REQUIREMENT 1:
Answer these questions using the passage on Kubernetes scheduling constructs:
(a) What does Pod anti-affinity ensure about specified Pods?
(b) What two example labels does NodeAffinity use to select nodes?
(c) With Pod affinity rules, what can you dictate about Pods across different AZs?
REQUIREMENT 2: List every Kubernetes construct that the passage on Kubernetes scheduling describes.
REQUIREMENT 3: Write the next part of the passage on Kubernetes scheduling constructs, picking up after its last sentence.

DOCUMENT PASSAGE:
Let’s learn about these Kubernetes constructs in detail:

Pod affinity:

Pod affinity empowers you with the ability to influence Pod scheduling based on the presence or absence of other Pods. By defining rules, you can dictate whether Pods should be co-located or dispersed across different AZs, which aids in network cost optimization and potentially enhancing application performance.

Pod anti-affinity:

Acting as the counter to Pod affinity, Pod anti-affinity ensures that specified Pods aren’t scheduled on the same node, which is instrumental for high availability and redundancy. This mechanism guards against the simultaneous loss of critical services during a node failure.

NodeAffinity:

Operating along similar lines as Pod affinity, NodeAffinity zeroes in on nodes based on specific labels like instance type or availability zone. This feature facilitates optimized Amazon EKS cluster management by assigning Pods to suitable nodes, which can lead to cost reduction or performance improvement.

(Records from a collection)
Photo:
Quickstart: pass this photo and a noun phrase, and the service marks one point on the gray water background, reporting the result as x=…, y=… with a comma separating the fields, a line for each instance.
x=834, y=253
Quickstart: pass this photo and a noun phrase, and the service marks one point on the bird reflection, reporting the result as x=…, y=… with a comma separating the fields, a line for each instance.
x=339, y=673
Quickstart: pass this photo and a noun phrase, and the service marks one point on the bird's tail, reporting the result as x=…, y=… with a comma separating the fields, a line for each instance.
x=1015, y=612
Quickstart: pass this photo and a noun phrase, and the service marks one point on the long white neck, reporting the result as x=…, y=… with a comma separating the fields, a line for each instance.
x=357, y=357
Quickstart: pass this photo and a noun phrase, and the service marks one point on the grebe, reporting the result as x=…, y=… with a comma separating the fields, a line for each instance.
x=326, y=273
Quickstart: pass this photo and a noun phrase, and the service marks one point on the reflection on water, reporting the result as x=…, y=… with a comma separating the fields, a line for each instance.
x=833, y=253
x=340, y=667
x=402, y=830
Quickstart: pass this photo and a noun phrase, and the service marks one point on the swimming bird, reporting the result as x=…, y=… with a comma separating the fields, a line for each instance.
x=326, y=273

FINAL RESULT 1:
(a) Pod anti-affinity ensures that specified Pods aren't scheduled on the same node.
(b) NodeAffinity uses labels like instance type or availability zone.
(c) You can dictate whether Pods should be co-located or dispersed across different AZs.

FINAL RESULT 2:
Pod affinity
Pod anti-affinity
NodeAffinity

FINAL RESULT 3:
Pod Topology Spread:

Pod Topology Spread provides the means to evenly distribute Pods across defined topology domains, such as nodes, racks, or AZs. Employing topology spread constraints promotes better load balancing and fault tolerance, paving the way for a more resilient and balanced cluster.

Beyond these Kubernetes features, tools like Istio and Karpenter further contribute to refining your Amazon EKS cluster. Istio addresses service networking challenges, while Karpenter tackles right-sized instance provisioning, both pivotal for scaling efficiency and cost management.

Istio

Istio is a service mesh, which uses the high-performance Envoy proxy to streamline the connection, management, and security of microservices. It simplifies traffic management, security, and observability, allowing developers to delegate these tasks to the service mesh, while also enabling detailed metric collection on network traffic between microservices via sidecar proxies.

Karpenter

Karpenter is designed to provide the right compute resources to match your application’s needs in seconds, instead of minutes by observing the aggregate resource requests of unschedulable pods and makes decisions to launch and terminate nodes to minimize scheduling latencies.

By combining Pod affinity, Pod Anti-affinity, Node Affinity, Pod topology spread, Istio, and Karpenter, organizations can optimize their network traffic within Amazon EKS clusters, reducing cross-AZ traffic and potentially saving on associated costs.

By incorporating these best practices into your Amazon EKS cluster configuration, you can achieve an optimized, cost-effective, and highly available Kubernetes environment on AWS.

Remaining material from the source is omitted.